**Extract:**
──────
Post by Deacon » Tue Aug 07, 2012 7:21 pm

The Cid wrote:I'm not talking about some mythical good old days.
Then what do you mean when you say "restore decency to politics" exactly?
Deacon wrote:"It's always been this way" is no way for something stupid to continue.
You're begging the question. Or propping up a straw man. Not sure which. Either way, nobody has argued that.

And at some point you're going to have to recognize that if someone wants to use their governmental power to force your life to change in a way you believe to be detrimental then you will easily accept that person as an enemy, as someone working contrary to your benefit, who is not concerned with your well-being. And when that person is ferociously pursuing a plan that you feel will drive the entire country down a few notches (if not into the ground), that becomes a lot bigger than just personal. Eventually, despite a decent contingent of loyalists, Americans decided that England had become their enemy, to the point where they took up arms, fought, and laid down their lives to fight that enemy. But "enemy" is not a cliff, a binary condition where one goes from not an enemy to a creature clawing at your throat. It's a progression, something you can have in degrees.

The real problem, I feel, is not in our recognizing that the vast majority of politicians--especially on the national stage, and especially in the Oval Office--are generally egocentric megalomaniacs working the system and playing a deep game toward their own good on the strength of the special interest groups rather than passionately pursuing what they feel will prosper the country the most in the long term and campaigning honestly on what they believe that course should be. Instead, the problem is when we attach that same level of slimy evil to those of our peers who simply believe differently than us. It's true that an alarming number of citizens meet or exceed that level of slimy evil by demanding that those who succeed give up what they've earned in order to give them free stuff, voting themselves money from the treasury, government-enforced mugging, the closest thing to proper "theft" that CS22 keeps going on about. But it's also true that some of your peers simply have different personalities, world views, and no matter how much you think their beliefs are naive, harsh, ditzy, lacking compassion, or whatever else, many of them really are approaching it according to what they really and sincerely believe (at the time) the best way forward happens to be.
──────
**Brief A:** Rewrite the records from the line with "query: white pickup truck" to the line with "[482,188,549,201]", replacing "box" with "region" and changing nothing else. Leave the pictures out of your answer.
The records below have no connection to the forum post on decency in politics.
──────
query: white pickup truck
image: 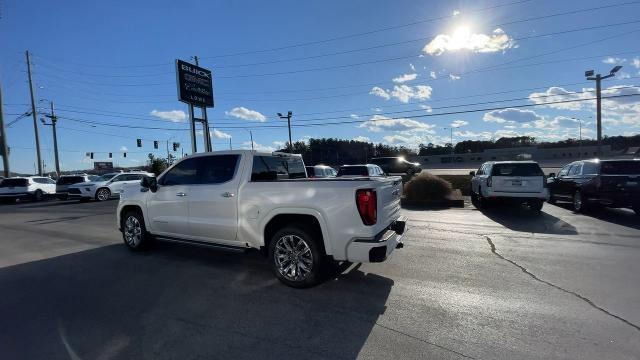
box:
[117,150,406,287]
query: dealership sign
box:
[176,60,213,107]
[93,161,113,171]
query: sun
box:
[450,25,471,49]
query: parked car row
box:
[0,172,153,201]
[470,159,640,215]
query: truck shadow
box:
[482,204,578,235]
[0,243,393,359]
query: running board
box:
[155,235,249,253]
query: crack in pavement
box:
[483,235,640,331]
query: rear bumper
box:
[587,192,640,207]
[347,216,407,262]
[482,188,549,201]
──────
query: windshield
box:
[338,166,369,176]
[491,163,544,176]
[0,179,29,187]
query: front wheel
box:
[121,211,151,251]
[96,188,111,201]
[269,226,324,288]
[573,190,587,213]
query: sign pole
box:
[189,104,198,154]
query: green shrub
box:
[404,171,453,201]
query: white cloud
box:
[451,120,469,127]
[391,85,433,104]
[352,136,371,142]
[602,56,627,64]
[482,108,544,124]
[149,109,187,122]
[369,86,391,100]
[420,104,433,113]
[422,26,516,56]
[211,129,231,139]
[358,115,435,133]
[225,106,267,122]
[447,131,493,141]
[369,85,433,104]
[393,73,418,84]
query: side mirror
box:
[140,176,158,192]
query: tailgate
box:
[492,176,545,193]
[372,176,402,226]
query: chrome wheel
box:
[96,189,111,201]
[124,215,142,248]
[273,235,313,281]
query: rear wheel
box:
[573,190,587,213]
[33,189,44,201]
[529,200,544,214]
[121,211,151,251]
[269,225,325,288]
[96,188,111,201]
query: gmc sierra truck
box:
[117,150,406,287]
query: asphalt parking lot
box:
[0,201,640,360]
──────
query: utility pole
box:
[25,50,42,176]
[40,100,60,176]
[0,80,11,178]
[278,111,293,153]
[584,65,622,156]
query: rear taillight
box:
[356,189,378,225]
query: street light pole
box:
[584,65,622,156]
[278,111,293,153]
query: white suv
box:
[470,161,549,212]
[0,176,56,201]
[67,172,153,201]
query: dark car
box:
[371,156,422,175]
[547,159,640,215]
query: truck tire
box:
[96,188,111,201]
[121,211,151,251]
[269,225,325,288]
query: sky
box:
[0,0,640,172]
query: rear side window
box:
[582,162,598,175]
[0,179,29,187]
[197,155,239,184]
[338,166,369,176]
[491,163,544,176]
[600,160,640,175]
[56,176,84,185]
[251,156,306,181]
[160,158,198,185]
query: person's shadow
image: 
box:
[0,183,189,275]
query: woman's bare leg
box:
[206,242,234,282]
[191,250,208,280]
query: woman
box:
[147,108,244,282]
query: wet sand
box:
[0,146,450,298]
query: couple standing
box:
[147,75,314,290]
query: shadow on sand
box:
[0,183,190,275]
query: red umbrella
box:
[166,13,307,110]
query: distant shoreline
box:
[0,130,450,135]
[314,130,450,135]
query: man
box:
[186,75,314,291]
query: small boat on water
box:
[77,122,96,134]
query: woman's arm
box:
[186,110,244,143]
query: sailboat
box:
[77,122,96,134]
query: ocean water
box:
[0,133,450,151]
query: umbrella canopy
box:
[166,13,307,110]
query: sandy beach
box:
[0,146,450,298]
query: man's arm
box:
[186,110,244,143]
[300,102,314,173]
──────
**Brief B:** Carry on the forum post about decency in politics, starting after its last sentence.

**Right answer A:**
query: white pickup truck
image: 
region:
[117,150,406,287]
query: dealership sign
region:
[176,60,213,107]
[93,161,113,171]
query: sun
region:
[450,25,471,49]
query: parked car row
region:
[0,172,153,201]
[470,159,640,215]
query: truck shadow
region:
[482,204,578,235]
[0,243,393,359]
query: running board
region:
[155,235,249,253]
query: crack in pavement
region:
[483,235,640,331]
query: rear bumper
region:
[587,192,640,207]
[347,216,407,262]
[482,188,549,201]

**Right answer B:**
We hope that everyone changes at least a little as they grow older, wiser, more experienced, but there are only really two ways we can fail: 1) refuse to acknowledge when we've been wrong, to choose dogma over reality, and 2) personally attack our peers who sincerely disagree, which generally just leads to trench warfare.

If you try to apply can't-we-all-just-get-along strategies to political campaigns, you're not going to get very far, because of who we are as creatures in general and Americans in particular. The aggressor, when they play their cards right, will almost always win. I really hope the meek inherit the earth, because when they do I'll push them down and take it from them. I heard that somewhere, and it's true. It's not a question of culture, it's a question of nature. That's how the world works, from flowers to fish to lions to men.

And that's why I can't stand Obama. I continually get the feeling he thinks he's cleverer and more persuasive than he is and that I'm incapable of seeing it. He is that slimy evil. The few things it seems like he's not buying votes with are those things that seem to be leading the country face-first into a pile of shit. I don't like Romney all that much, but even if he's not my ideal candidate he's a lot closer than Obama.

Personally, I get a little nervous when I see what are allegedly two opposing candidates getting along like old chums ;)
The Cid wrote:Another election notelet: Want to know the greatest thing about being a Libertarian? Until a real one is actually put in something close to a position of power, all my ideas exist entirely in theory, and thus have not failed in real life yet. Until they inevitably do, I get to pretend I might actually be right about stuff!
Have there really never been a freedom-minded society? Or has it been only pockets of people throughout history who successfully looked after their own selves? The concepts are sound and have been shown to be largely successful. And when it fails, it errs on the side of freedom rather than fascism, which just plain sounds better to me.

Unfortunately I think it'll take a true global disaster to force humanity (or at least America) to choose freedom. It's dangerous--above and beyond the disaster itself--because you never know which way the mob will tip, whether they'll fall onto the grassy fields of freedom or the boulders of fascism. When you're afraid, you don't always reason things out so well or thing very long term.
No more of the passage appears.